**** Kutipan

4. Selain itu, yang diperhatikan oleh Ibnu ‘Āsyūr juga adalah perhatian beliau
terhadap konteks bahasa (siyāq al-kalām). Ini mempengaruhi dalam
kesimpulan penafsiran yang beliau hasilkan berdasarkan ta’wil dengan metode
bayāni. Seperti contoh, hasil penafsiran dari dua kata yad (tangan) dengan
konteks pembahasan yang berbeda dihasilkan penafsiran yang berbeda. Kata
yad dalam surat al-Māidah ayat 54, dimaknai sebagai majaz dari sifat
dermawan dan kikir. Sedangkan kata yad dalam surat al-Mulk ayat 1 sebagai
ungkapan metafora (isti‘arāh) untuk makna kekuatan dan perbuatan.
88
5. Dalam mengutip perbedaan pendapat para ulama’, tetap beliau memberikan
kritik dan tanggapan. Jika tidak memberikan kritik. Biasanya beliau
memberikan saran bagi para pembaca sebagai solusi yang dilakukan
menanggapi perbedaan tersebut.
Seperti contoh adalah ketika beliau menafsirkan tentang ru’yah (melihat
Allah).
Dalam menafsirkan ayat tersebut, beliau menyebutkan perbedaan pendapat
dari para ulama’ mutakalimin. Beliau tidak mengungkapkan pendapat
pribadinya, ataupun mentarjiḥnya. Beliau hanya memberikan pandangan
tentang sikap yang harus dilakukan para pembaca. Menurutnya, semua ulama’
yang mengemukakan pendapat tidak akan luput dari bantahan. Oleh karena
itu, menurutnya yang baik adalah kita menyerahkan kaifiyah ru’yah (melihat)
kepada pengetahuan Allah seperti ayat-ayat mutasyābihāt lainnya yang
kembali pada sifat dan keadaan Allah sang pencipta.
Selanjutnya akan dipaparkan kembali bentuk penafsiran Ibnu ‘Āsyūr
dengan disertai pendapat dari beberapa tokoh mufasir sebagai pembanding,
dengan harapan dapat diketahui jelas adakah keserupaan, atau perbedaan yang ada
dalam penafsiran Ibnu ‘Āsyūr dibanding tokoh-tokoh yang telah ada sebelum
beliau.

********

- _Tugas yang Dikerjakan_:
1. Jawablah pertanyaan berikut berdasarkan kutipan tentang penafsiran Ibnu ‘Āsyūr.
(a) Dalam surat al-Māidah ayat 54, kata yad dimaknai sebagai majaz dari sifat apa?
(b) Perbedaan pendapat dari ulama golongan apa yang disebutkan saat beliau menafsirkan ru’yah?
(c) Pendapat siapa yang akan disertakan sebagai pembanding dalam pemaparan selanjutnya?
2. Tuliskan bagian kutipan tentang penafsiran Ibnu ‘Āsyūr tanpa mengubah apa pun, mulai dari "Dalam menafsirkan ayat" dan berakhir pada "kaifiyah ru’yah (melihat)".

**** Kumpulan Catatan

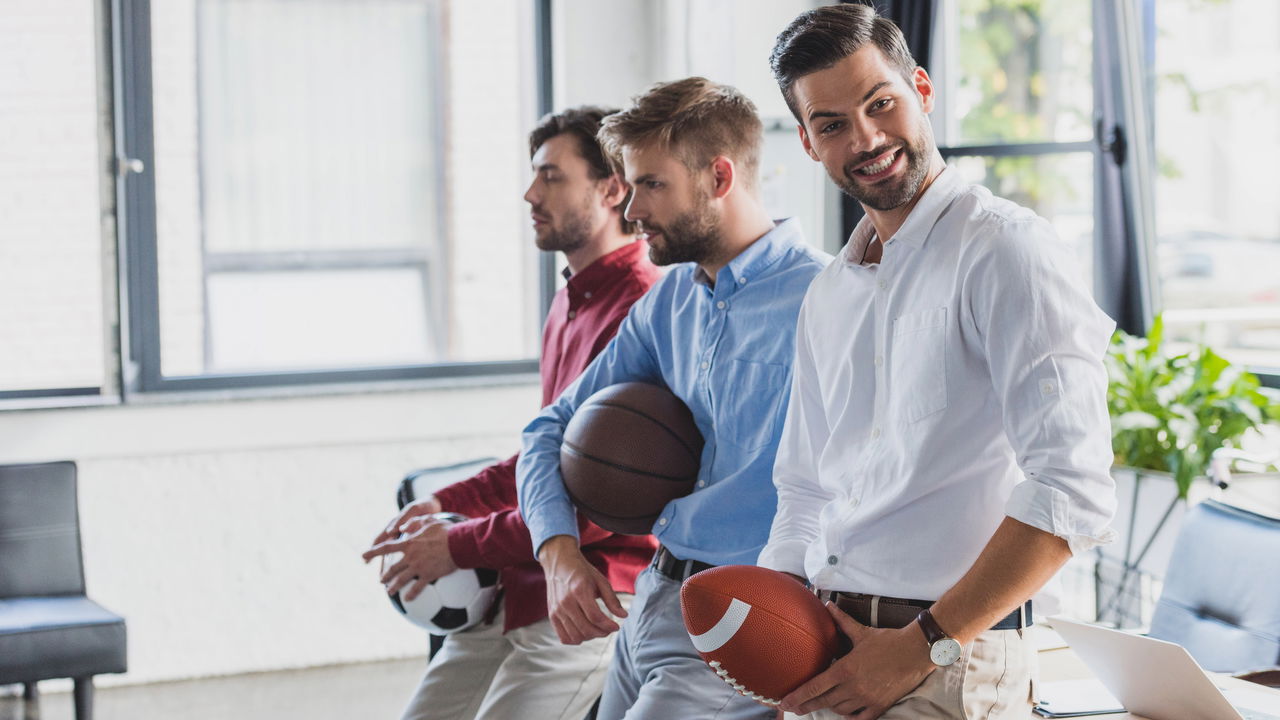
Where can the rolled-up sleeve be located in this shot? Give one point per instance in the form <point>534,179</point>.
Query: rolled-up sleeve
<point>1045,340</point>
<point>543,500</point>
<point>795,470</point>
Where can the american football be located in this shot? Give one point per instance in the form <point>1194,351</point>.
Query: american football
<point>760,630</point>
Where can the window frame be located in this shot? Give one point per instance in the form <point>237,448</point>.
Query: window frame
<point>140,349</point>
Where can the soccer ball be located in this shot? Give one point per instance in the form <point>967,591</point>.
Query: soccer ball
<point>451,604</point>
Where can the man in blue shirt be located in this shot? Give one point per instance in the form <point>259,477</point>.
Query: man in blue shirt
<point>720,332</point>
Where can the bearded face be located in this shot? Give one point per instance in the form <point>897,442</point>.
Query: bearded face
<point>690,236</point>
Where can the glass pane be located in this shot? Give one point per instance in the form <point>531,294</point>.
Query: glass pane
<point>1014,72</point>
<point>51,277</point>
<point>1057,187</point>
<point>1216,80</point>
<point>304,217</point>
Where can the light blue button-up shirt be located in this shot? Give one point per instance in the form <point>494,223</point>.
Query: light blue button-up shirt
<point>726,351</point>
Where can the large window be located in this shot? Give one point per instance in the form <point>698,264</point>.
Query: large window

********

- _Hasil Tugas_:
1.
(a) Sifat dermawan dan kikir.
(b) Para ulama’ mutakalimin.
(c) Pendapat dari beberapa tokoh mufasir.

2.
Dalam menafsirkan ayat tersebut, beliau menyebutkan perbedaan pendapat
dari para ulama’ mutakalimin. Beliau tidak mengungkapkan pendapat
pribadinya, ataupun mentarjiḥnya. Beliau hanya memberikan pandangan
tentang sikap yang harus dilakukan para pembaca. Menurutnya, semua ulama’
yang mengemukakan pendapat tidak akan luput dari bantahan. Oleh karena
itu, menurutnya yang baik adalah kita menyerahkan kaifiyah ru’yah (melihat)